==== DATA FOR ANALYSIS ====

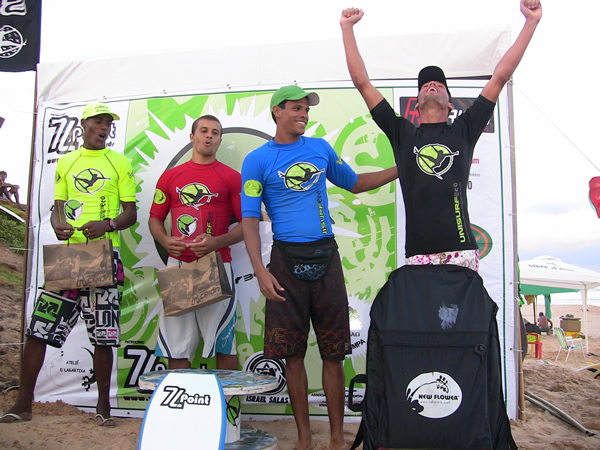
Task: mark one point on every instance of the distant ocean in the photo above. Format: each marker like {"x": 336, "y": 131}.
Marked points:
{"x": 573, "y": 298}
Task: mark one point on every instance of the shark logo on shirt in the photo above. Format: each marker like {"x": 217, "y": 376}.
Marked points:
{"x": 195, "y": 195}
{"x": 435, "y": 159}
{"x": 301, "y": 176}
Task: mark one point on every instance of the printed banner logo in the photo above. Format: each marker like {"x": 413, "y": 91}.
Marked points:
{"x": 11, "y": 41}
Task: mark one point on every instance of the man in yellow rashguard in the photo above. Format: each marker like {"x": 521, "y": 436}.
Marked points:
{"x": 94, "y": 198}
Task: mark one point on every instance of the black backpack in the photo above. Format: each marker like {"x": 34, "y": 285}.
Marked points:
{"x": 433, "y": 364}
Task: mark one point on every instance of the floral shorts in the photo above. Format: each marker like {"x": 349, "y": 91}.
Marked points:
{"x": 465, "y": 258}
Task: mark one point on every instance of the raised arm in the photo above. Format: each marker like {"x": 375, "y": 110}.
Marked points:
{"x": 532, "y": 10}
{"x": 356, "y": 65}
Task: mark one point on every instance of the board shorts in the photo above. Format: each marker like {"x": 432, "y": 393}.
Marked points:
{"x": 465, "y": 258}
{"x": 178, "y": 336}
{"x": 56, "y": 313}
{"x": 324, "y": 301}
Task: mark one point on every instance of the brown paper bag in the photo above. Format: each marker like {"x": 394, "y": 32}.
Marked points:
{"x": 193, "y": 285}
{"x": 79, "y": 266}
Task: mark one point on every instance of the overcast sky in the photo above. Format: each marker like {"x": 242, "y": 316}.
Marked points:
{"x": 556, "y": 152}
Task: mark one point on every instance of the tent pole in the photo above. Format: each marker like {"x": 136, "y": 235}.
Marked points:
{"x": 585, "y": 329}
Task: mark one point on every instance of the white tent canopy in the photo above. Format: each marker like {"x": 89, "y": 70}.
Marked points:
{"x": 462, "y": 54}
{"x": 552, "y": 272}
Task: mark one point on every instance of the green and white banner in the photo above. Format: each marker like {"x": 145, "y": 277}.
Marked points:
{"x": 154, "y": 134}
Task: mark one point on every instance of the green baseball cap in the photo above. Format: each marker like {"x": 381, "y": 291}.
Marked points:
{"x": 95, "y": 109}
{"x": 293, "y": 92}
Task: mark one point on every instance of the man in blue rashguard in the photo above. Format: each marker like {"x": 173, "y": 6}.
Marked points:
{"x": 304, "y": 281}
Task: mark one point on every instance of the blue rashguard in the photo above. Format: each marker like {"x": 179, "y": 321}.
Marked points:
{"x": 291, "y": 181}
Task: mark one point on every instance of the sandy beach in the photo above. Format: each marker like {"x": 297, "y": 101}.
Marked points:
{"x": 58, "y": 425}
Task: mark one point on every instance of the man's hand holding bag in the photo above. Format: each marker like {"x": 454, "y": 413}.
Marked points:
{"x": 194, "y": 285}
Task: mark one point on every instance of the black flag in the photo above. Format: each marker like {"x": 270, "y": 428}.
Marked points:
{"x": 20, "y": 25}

====
==== DATA FOR ANALYSIS ====

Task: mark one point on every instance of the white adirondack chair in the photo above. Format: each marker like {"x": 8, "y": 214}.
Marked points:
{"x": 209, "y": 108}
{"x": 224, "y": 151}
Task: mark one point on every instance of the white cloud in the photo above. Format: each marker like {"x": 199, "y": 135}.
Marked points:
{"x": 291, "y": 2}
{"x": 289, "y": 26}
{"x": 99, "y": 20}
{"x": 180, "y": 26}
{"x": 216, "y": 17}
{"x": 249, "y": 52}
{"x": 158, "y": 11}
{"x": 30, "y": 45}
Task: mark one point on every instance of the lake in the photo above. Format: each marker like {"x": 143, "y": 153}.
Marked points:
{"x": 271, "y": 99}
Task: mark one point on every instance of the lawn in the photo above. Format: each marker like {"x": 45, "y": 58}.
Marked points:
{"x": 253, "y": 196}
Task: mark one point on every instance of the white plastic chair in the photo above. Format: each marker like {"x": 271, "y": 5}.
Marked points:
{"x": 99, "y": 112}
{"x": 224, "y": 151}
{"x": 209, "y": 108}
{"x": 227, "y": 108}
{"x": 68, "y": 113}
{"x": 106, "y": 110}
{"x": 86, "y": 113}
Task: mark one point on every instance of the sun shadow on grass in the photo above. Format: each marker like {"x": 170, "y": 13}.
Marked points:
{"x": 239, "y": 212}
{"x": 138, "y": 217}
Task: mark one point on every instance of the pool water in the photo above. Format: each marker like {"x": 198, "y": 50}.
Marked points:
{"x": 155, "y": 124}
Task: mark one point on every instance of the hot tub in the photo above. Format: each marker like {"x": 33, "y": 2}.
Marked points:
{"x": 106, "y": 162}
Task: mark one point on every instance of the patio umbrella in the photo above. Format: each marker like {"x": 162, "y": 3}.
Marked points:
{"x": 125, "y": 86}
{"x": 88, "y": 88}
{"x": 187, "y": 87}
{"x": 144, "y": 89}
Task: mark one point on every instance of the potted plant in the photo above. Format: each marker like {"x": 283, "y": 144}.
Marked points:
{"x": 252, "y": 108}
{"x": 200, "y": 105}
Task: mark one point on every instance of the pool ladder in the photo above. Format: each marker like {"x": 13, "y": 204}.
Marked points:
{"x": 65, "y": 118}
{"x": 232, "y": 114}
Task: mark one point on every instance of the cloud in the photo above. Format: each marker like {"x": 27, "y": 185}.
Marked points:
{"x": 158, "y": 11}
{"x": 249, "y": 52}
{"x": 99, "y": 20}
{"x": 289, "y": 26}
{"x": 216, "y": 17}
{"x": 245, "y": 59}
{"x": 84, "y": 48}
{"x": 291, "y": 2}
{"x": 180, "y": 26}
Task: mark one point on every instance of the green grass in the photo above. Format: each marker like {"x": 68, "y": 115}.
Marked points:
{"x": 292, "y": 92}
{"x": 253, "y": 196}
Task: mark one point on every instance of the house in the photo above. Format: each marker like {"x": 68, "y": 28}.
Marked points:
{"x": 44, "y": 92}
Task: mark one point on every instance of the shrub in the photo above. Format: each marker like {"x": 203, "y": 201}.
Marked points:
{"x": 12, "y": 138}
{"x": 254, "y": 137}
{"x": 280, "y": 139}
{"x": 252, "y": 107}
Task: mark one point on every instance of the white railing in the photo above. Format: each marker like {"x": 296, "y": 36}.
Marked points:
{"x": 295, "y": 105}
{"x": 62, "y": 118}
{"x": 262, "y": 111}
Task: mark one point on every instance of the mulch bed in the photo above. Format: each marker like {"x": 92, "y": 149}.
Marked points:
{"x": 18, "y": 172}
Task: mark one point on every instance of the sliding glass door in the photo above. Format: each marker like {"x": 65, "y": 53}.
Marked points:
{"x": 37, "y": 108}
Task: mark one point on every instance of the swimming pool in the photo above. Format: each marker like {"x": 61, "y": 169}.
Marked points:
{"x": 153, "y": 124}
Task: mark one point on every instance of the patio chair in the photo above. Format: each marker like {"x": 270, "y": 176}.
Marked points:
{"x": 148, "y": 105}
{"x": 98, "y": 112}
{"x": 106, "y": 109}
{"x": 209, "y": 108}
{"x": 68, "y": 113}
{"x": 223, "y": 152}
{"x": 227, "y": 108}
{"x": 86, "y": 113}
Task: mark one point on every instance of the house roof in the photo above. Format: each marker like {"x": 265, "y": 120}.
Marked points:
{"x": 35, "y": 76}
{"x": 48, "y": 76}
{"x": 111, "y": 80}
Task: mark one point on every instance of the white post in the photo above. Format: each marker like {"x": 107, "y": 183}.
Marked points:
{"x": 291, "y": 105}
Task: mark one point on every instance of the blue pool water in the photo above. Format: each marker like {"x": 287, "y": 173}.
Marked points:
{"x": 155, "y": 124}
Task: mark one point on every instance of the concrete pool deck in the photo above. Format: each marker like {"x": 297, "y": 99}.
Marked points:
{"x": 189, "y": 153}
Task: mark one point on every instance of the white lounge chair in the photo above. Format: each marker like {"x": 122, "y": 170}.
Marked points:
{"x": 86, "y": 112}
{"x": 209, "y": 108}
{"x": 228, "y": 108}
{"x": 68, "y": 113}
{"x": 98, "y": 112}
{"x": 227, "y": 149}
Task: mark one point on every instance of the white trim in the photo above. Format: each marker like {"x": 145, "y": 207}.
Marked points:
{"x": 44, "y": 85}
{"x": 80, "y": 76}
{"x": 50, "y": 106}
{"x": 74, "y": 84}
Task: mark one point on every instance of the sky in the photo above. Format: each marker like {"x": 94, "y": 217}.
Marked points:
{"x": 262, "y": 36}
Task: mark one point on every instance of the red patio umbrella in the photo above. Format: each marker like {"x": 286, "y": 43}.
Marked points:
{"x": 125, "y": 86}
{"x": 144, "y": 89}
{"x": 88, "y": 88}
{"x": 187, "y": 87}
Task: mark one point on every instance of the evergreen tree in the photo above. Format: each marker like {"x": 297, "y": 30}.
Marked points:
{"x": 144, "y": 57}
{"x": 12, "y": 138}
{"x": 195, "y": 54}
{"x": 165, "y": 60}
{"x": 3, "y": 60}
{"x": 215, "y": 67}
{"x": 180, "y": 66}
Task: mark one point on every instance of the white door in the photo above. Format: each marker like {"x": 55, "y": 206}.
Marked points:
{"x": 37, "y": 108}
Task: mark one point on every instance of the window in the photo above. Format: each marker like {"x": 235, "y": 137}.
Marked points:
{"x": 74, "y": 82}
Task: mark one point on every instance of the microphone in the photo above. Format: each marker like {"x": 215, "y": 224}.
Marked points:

====

#### TASK DIRECTIONS
Collect, from the material above, every line containing the word "pool".

#### TASK RESPONSE
Task: mark one point on every instance of the pool water in the photo above. Format: each marker like {"x": 198, "y": 50}.
Task: mark one point on every instance of the pool ladder in the photo above. Format: each marker like {"x": 13, "y": 204}.
Task: mark one point on every instance of the swimming pool in the photo above. Format: each marker like {"x": 61, "y": 169}.
Task: mark one point on every instance of the blue pool water in the photo above. Format: each marker like {"x": 287, "y": 173}.
Task: mark one point on every instance of the concrete pool deck in the photo above. Format: each marker like {"x": 297, "y": 99}.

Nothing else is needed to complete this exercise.